**JOB**
Convert the items below into a JSON list of strings, with one string per line and blank lines omitted.
------------------------------------------------------------------------
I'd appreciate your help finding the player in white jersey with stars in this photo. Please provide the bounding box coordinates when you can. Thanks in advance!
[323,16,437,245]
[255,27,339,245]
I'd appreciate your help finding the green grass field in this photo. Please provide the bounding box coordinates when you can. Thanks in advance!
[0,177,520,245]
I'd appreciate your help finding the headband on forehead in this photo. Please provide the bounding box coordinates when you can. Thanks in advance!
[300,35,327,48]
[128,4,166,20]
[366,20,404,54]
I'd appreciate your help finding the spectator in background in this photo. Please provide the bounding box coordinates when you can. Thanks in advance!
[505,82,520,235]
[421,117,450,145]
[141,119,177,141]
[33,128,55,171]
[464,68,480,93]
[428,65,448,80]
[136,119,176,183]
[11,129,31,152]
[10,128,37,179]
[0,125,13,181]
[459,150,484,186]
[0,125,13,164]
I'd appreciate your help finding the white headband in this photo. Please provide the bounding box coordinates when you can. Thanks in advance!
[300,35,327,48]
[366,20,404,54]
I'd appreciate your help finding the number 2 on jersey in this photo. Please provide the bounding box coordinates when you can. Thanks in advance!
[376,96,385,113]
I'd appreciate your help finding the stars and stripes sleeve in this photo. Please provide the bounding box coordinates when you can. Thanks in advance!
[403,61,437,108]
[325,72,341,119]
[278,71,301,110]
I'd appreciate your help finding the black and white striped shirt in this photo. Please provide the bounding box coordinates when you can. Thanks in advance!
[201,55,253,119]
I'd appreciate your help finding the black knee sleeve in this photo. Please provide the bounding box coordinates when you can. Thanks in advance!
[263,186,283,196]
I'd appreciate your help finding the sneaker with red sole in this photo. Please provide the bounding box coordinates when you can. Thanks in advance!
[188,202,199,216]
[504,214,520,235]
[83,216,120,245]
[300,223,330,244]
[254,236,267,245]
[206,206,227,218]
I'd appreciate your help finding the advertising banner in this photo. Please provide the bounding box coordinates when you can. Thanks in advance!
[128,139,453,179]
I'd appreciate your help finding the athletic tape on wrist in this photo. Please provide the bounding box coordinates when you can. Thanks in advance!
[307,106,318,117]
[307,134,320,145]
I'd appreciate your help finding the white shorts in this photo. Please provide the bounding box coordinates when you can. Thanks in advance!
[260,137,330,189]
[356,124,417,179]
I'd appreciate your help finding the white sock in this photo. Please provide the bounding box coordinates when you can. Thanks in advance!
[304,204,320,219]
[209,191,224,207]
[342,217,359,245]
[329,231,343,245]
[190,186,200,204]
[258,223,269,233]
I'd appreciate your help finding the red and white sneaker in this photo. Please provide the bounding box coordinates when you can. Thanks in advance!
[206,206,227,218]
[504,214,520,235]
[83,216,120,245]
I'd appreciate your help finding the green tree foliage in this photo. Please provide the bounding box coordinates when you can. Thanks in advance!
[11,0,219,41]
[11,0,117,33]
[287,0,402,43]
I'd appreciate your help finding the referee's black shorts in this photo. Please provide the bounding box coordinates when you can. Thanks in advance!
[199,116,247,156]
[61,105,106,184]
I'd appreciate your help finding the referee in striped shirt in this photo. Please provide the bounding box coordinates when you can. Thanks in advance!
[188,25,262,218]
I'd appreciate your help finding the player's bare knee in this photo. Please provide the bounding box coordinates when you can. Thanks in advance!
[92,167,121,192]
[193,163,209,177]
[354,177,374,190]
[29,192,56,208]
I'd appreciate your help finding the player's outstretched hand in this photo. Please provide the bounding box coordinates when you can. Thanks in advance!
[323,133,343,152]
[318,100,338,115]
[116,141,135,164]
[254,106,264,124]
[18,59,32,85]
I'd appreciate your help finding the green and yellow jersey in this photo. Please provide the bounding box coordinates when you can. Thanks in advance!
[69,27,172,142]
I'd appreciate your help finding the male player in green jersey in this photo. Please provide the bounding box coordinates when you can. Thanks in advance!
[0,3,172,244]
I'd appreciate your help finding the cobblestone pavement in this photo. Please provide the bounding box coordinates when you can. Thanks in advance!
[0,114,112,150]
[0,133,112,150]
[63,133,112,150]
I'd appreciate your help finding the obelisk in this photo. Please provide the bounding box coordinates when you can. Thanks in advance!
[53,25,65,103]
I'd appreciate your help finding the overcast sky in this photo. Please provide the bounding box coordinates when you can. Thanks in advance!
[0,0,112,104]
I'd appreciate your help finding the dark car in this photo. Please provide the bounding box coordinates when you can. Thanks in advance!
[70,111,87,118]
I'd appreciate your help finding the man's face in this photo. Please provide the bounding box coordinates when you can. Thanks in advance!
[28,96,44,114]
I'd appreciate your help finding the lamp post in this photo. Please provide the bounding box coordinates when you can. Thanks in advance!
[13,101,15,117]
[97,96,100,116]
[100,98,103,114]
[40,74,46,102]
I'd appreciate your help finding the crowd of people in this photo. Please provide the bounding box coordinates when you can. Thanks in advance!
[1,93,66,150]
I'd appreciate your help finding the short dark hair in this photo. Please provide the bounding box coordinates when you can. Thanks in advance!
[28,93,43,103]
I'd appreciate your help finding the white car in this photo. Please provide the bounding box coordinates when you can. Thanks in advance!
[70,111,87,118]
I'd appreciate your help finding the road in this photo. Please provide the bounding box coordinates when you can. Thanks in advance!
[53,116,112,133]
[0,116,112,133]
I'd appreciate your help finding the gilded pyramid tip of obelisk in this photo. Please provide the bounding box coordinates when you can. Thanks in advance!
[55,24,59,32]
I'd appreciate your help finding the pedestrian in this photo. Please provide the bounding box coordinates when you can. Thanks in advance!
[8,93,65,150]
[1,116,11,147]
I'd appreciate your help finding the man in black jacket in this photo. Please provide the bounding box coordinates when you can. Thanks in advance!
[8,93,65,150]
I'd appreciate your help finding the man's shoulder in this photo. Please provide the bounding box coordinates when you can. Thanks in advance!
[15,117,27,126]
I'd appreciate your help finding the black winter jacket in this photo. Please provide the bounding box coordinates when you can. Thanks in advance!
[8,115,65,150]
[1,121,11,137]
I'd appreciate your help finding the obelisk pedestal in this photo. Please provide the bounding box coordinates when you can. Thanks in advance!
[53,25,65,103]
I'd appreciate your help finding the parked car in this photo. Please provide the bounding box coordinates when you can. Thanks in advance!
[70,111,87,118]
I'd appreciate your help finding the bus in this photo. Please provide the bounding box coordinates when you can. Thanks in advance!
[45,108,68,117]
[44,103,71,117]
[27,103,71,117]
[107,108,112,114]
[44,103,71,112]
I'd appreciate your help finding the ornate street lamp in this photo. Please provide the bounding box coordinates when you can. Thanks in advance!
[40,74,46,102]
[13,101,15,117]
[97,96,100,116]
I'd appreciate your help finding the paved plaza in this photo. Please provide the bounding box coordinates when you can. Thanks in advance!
------------------------------------------------------------------------
**RESULT OF THIS TASK**
[
  "I'd appreciate your help finding the player in white jersey with stars in this photo. Please provide the bounding box coordinates when you can. Thanks in advance!",
  "[323,16,437,245]",
  "[255,27,339,245]",
  "I'd appreciate your help finding the green grass field in this photo. Please provide the bounding box coordinates when you can. Thanks in advance!",
  "[0,177,520,245]",
  "I'd appreciate your help finding the headband on forehead in this photo. Please provide the bounding box coordinates when you can. Thanks in advance!",
  "[300,35,327,48]",
  "[128,4,166,20]",
  "[366,20,404,54]",
  "I'd appreciate your help finding the spectator in background in this photo. Please provide the bounding box coordinates when you can. Thanks in advance!",
  "[505,82,520,235]",
  "[421,117,450,145]",
  "[141,119,177,141]",
  "[33,128,55,171]",
  "[464,68,480,93]",
  "[428,65,448,80]",
  "[136,119,176,183]",
  "[11,129,31,152]",
  "[10,128,37,179]",
  "[0,125,13,181]",
  "[459,150,484,186]",
  "[0,125,13,164]",
  "I'd appreciate your help finding the white headband in this photo. Please provide the bounding box coordinates when you can. Thanks in advance!",
  "[300,35,327,48]",
  "[366,20,404,54]",
  "I'd appreciate your help finding the number 2 on jersey in this photo. Please provide the bounding box coordinates when you can. Thanks in advance!",
  "[376,96,385,113]",
  "I'd appreciate your help finding the stars and stripes sleeve in this photo. Please provide the bounding box coordinates when you can. Thanks in advance!",
  "[403,61,437,108]",
  "[325,72,341,119]",
  "[278,71,301,110]",
  "I'd appreciate your help finding the black and white striped shirt in this photo. Please provide the bounding box coordinates when you can. Thanks in advance!",
  "[201,55,253,119]",
  "I'd appreciate your help finding the black knee sleeve in this photo. Please provide the bounding box coordinates when you can. Thanks in advance!",
  "[263,186,283,196]",
  "I'd appreciate your help finding the sneaker with red sole in this photo. Please provide the bounding box coordinates when you can. Thanks in advance!",
  "[188,202,199,216]",
  "[504,214,520,235]",
  "[83,216,120,245]",
  "[300,223,330,244]",
  "[254,236,267,245]",
  "[206,206,227,218]",
  "I'd appreciate your help finding the advertising banner in this photo. Please provide the bounding box coordinates when you can. Thanks in advance!",
  "[128,139,453,179]",
  "I'd appreciate your help finding the athletic tape on wrist in this photo. Please provide the bounding box coordinates when you can. Thanks in advance!",
  "[307,106,318,117]",
  "[307,134,320,145]",
  "I'd appreciate your help finding the white shorts in this photo. Please provide the bounding box coordinates when you can. Thanks in advance!",
  "[260,137,330,189]",
  "[356,124,417,179]",
  "I'd appreciate your help finding the white sock in this photo. Please provide the bounding box coordinates when you can. Thanks in advance!",
  "[304,204,320,219]",
  "[209,191,224,207]",
  "[342,217,359,245]",
  "[329,231,343,245]",
  "[190,186,200,204]",
  "[258,223,269,233]",
  "I'd appreciate your help finding the red and white sneaker in this photo. Please provide the bounding box coordinates when you can. Thanks in advance!",
  "[206,206,227,218]",
  "[504,214,520,235]",
  "[83,216,120,245]",
  "I'd appreciate your help finding the green tree foliage in this photo. Please provide the bounding box coordinates when you can. Thanks in advance!",
  "[11,0,219,41]",
  "[11,0,117,33]",
  "[287,0,402,43]",
  "I'd appreciate your help finding the referee's black shorts in this photo. Please provide the bounding box coordinates when you can. Thanks in advance!",
  "[199,116,247,156]",
  "[61,105,106,184]",
  "I'd appreciate your help finding the referee in striped shirt in this photo. Please provide the bounding box coordinates when you can. Thanks in advance!",
  "[188,25,262,218]",
  "I'd appreciate your help finding the player's bare knee in this photo. Please provide the bounding box coordinates when you can. Thanks in advance!",
  "[92,167,121,192]",
  "[193,163,209,177]",
  "[354,177,374,190]",
  "[29,192,56,208]",
  "I'd appreciate your help finding the player's outstretched hand in this photo. Please provide the bounding box coordinates when you can. Thanks in advance!",
  "[323,133,343,152]",
  "[318,100,338,115]",
  "[116,141,135,164]",
  "[254,106,264,124]",
  "[18,59,32,85]",
  "I'd appreciate your help finding the green and yellow jersey in this photo. Please provide the bounding box coordinates when you can. Thanks in advance!",
  "[69,27,172,142]",
  "I'd appreciate your help finding the male player in green jersey in this photo. Please provide the bounding box coordinates when you can. Thanks in advance!",
  "[0,3,172,244]",
  "I'd appreciate your help finding the cobblestone pavement in this photo. Please provide the bounding box coordinates when you can. Thanks in advance!",
  "[0,114,112,150]",
  "[0,133,112,150]",
  "[63,133,112,150]",
  "I'd appreciate your help finding the obelisk in this photo. Please provide the bounding box coordinates when you can. Thanks in advance!",
  "[53,25,65,103]",
  "I'd appreciate your help finding the overcast sky in this photo. Please provide the bounding box coordinates when you can. Thanks in advance!",
  "[0,0,112,104]",
  "I'd appreciate your help finding the dark car in this photo. Please provide the bounding box coordinates when you can. Thanks in advance!",
  "[70,111,87,118]",
  "I'd appreciate your help finding the man's face in this photo. Please provide the bounding box coordinates when you can. Thanks in advance!",
  "[28,96,44,114]",
  "I'd appreciate your help finding the lamp post in this photo. Please provide the bounding box coordinates when you can. Thanks in advance!",
  "[13,101,15,117]",
  "[97,96,100,116]",
  "[100,98,103,114]",
  "[40,74,46,102]",
  "I'd appreciate your help finding the crowd of people in this photo. Please provide the bounding box coordinates when you can. Thanks in advance!",
  "[1,93,66,150]",
  "I'd appreciate your help finding the short dark hair in this photo. Please provide the bounding box coordinates when you can. Thanks in advance!",
  "[28,93,43,103]",
  "I'd appreciate your help finding the white car in this photo. Please provide the bounding box coordinates when you can. Thanks in advance!",
  "[70,111,87,118]",
  "I'd appreciate your help finding the road in this photo. Please provide the bounding box coordinates when you can. Thanks in advance!",
  "[53,116,112,133]",
  "[0,116,112,133]",
  "I'd appreciate your help finding the gilded pyramid tip of obelisk in this photo. Please provide the bounding box coordinates when you can. Thanks in advance!",
  "[55,24,59,32]",
  "I'd appreciate your help finding the pedestrian in this photo. Please provide the bounding box coordinates when you can. Thanks in advance!",
  "[8,93,65,150]",
  "[1,116,11,147]",
  "I'd appreciate your help finding the man in black jacket in this photo. Please provide the bounding box coordinates when you can. Thanks in advance!",
  "[8,93,65,150]",
  "I'd appreciate your help finding the man's shoulder in this photo. Please provide the bounding box coordinates when you can. Thanks in advance!",
  "[15,117,27,126]",
  "I'd appreciate your help finding the black winter jacket in this photo. Please provide the bounding box coordinates when you can. Thanks in advance!",
  "[8,115,65,150]",
  "[1,121,11,137]",
  "I'd appreciate your help finding the obelisk pedestal in this photo. Please provide the bounding box coordinates when you can. Thanks in advance!",
  "[53,25,65,103]",
  "I'd appreciate your help finding the parked car in this photo. Please provide the bounding box coordinates when you can. Thanks in advance!",
  "[70,111,87,118]",
  "I'd appreciate your help finding the bus in this photo. Please provide the bounding box coordinates when you can. Thanks in advance!",
  "[45,108,68,117]",
  "[44,103,71,117]",
  "[27,103,71,117]",
  "[107,108,112,114]",
  "[44,103,71,112]",
  "I'd appreciate your help finding the ornate street lamp in this photo. Please provide the bounding box coordinates when you can. Thanks in advance!",
  "[40,74,46,102]",
  "[13,101,15,117]",
  "[97,96,100,116]",
  "I'd appreciate your help finding the paved plaza in this photo. Please provide the bounding box coordinates when you can. Thanks in advance!"
]